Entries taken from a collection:

****************************************

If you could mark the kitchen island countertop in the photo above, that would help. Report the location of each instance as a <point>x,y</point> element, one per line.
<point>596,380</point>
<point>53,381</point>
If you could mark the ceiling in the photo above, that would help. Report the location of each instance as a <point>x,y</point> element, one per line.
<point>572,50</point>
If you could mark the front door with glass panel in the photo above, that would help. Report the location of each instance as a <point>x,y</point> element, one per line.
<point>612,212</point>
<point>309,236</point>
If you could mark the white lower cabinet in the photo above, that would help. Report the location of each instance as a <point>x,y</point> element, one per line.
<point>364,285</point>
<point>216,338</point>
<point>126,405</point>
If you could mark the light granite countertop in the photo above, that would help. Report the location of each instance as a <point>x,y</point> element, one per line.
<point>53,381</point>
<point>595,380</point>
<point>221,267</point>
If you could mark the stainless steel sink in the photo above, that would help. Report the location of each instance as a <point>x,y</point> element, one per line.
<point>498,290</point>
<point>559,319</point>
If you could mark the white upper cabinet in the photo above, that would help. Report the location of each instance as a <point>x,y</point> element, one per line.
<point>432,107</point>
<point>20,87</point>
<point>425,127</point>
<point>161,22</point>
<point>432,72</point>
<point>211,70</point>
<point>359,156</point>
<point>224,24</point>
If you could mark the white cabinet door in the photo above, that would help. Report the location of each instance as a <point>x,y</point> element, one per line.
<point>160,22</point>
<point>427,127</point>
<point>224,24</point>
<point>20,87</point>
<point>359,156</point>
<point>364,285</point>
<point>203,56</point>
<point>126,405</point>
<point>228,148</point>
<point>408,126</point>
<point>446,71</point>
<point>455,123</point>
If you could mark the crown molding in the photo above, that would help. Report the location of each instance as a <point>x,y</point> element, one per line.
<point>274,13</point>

****************************************

The lines to output run from the one containing "If you could mark the crown" to the last line of the entries; give them back exactly.

If you could mark the crown molding in the photo above, that would help. Report the location of each instance as a <point>x,y</point> element, one per line.
<point>274,13</point>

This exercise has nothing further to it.